■ YOUR OBJECTIVE
Count the lines in the records below that contain the string "each", with case counting. Reply with that number and nothing else.

Dataset records
▬▬▬

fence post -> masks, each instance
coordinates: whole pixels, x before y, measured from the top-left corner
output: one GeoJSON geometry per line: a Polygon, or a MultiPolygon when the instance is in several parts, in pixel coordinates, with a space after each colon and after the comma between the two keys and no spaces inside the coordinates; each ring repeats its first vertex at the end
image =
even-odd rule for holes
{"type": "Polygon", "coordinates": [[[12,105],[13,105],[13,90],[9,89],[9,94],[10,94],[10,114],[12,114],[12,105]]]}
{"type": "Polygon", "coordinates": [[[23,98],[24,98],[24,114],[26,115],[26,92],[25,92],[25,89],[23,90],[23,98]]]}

▬▬▬

■ SOLUTION TO THIS TASK
2